I've been strongly feeling lately that NVIDIA is at the forefront of Physical AI (embodied AI). As the foundation supporting robot control and factory simulation, the importance of World Foundation Models has risen significantly.
I had the opportunity to run the next-generation "Cosmos 3" from the NVIDIA Cosmos series on a DGX Spark™, so I'd like to share what kind of model it is. Cosmos 3 has a structure that handles everything from robot observation, predictive video generation, and control command generation all in one model, and the parts that previously required connecting 2 to 3 pipeline stages are now being absorbed into the world foundation model side.
Cosmos 3 Architecture — MoT 2 Tower
In previous Cosmos series models, models were provided individually by use case, such as Cosmos Predict 2.5 for video generation and Cosmos Reason 2 as a VLM for video understanding. This configuration changed significantly with Cosmos 3. The core of Cosmos 3 is the Omni model, which has a structure where two towers — the Reasoner Tower and the Generator Tower — run in parallel within the same MoT (Mixture-of-Transformers) architecture.
The Reasoner Tower is a VLM responsible for understanding — "reading and judging" video and text — while the Generator Tower is a diffusion expert responsible for generation — "creating and moving" images, video, audio, and actions. The key point is that rather than placing these two as separate models side by side, they are connected via shared latent representations, allowing the generation-side tower to directly receive as conditions the intermediate representations derived by the understanding-side tower. Both towers are initialized from Qwen3-VL (8B for Nano, 32B for Super), designed to add generation capability while retaining language and visual understanding.
Cosmos 3 offers the full MoT Omni model in two sizes — Nano (15.17B) and Super (63.99B) — as well as lightweight versions that extract only the Reasoner Tower (Nano-Reasoner 8.77B / Super-Reasoner 33.36B). The Reasoner-only version is for understanding-oriented use cases, while Omni is for when generation is also needed. In this article, we focus on Omni for our validation.
Validation Environment on DGX Spark
Validation was performed on an NVIDIA DGX Spark (GB10 / ARM64 / 128 GB unified memory, CUDA 13.0, Ubuntu 24.04). The model used is Cosmos3-Nano (full Omni configuration, BF16 approximately 30 GB).
The official inference code sets up the environment with a single uv sync command, installing torch 2.10.0+cu130, natten (Blackwell wheel), lerobot, and more. The visual tokenizer for Cosmos 3 uses Alibaba's Wan 2.2 VAE, which is automatically fetched from Hugging Face on the first inference.
Running 4 Use Cases
Now for the main topic. I'll run the 4 modes of Cosmos 3's Omni model — text-to-image, text-to-video, image-to-video, and Policy Model — on DGX Spark. Execution in all cases is a simple setup that just specifies an official sample JSON.
Generating Commercial-Quality Robotics Scenes from Text
Text-to-image generates images of robotics scenes from long prompts. When given content such as "a modern laboratory with white walls and gray floor, a metal-finished robot arm mounted on a white workbench," the DGX Spark produced an image containing most of the elements described in the prompt, with measured results of 960×960 / 35 steps, 22 seconds after model loading, approximately 30 GB GPU memory. At 22 seconds per image, it's quite moving to think that an open-source world foundation model can run on a single DGX Spark. Since it's built on training data from the Physical AI domain, it seems well-suited for VSS, synthetic scene material for manufacturing, and data augmentation for PPE training.

## [DIRECTIVE 1]
For each statement below about the Cosmos 3 write-up, answer yes or no, and quote the words from the text that decide it.
(a) The Generator Tower is the VLM responsible for understanding.
(b) Validation used Cosmos3-Nano in its full Omni configuration.
(c) The text-to-image run took 35 seconds per image.
## [DIRECTIVE 2]
Reproduce verbatim the passage of the Cosmos 3 write-up between "Cosmos 3 offers" and "the first inference.", inclusive.
You can leave the material out; it is not needed.

## [DATASET EXCERPT]
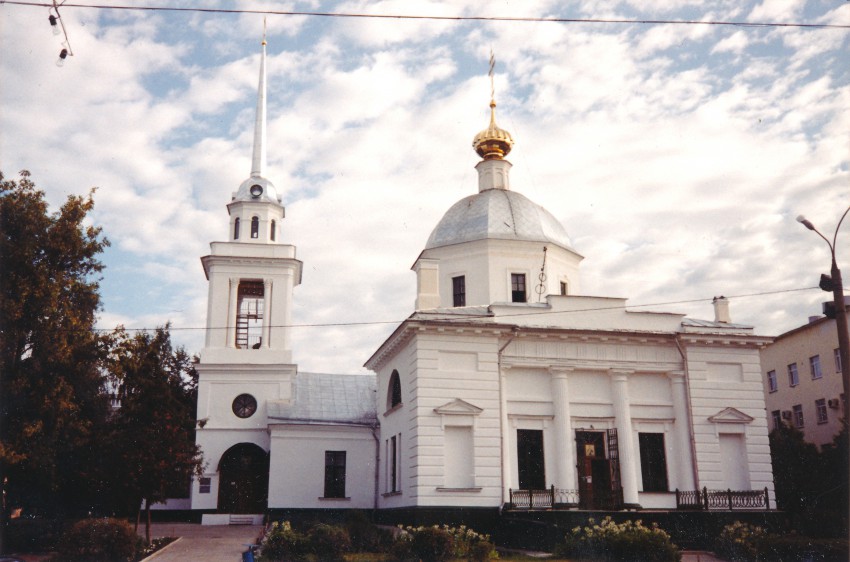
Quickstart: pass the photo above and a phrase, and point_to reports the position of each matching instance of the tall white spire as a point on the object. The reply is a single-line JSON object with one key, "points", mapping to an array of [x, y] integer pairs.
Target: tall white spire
{"points": [[258, 163], [257, 187]]}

## [TASK ANSWER 1]
(a) No: "The Reasoner Tower is a VLM responsible for understanding"
(b) Yes: "The model used is Cosmos3-Nano (full Omni configuration, BF16 approximately 30 GB)."
(c) No: "35 steps, 22 seconds after model loading"

## [TASK ANSWER 2]
Cosmos 3 offers the full MoT Omni model in two sizes — Nano (15.17B) and Super (63.99B) — as well as lightweight versions that extract only the Reasoner Tower (Nano-Reasoner 8.77B / Super-Reasoner 33.36B). The Reasoner-only version is for understanding-oriented use cases, while Omni is for when generation is also needed. In this article, we focus on Omni for our validation.
Validation Environment on DGX Spark
Validation was performed on an NVIDIA DGX Spark (GB10 / ARM64 / 128 GB unified memory, CUDA 13.0, Ubuntu 24.04). The model used is Cosmos3-Nano (full Omni configuration, BF16 approximately 30 GB).
The official inference code sets up the environment with a single uv sync command, installing torch 2.10.0+cu130, natten (Blackwell wheel), lerobot, and more. The visual tokenizer for Cosmos 3 uses Alibaba's Wan 2.2 VAE, which is automatically fetched from Hugging Face on the first inference.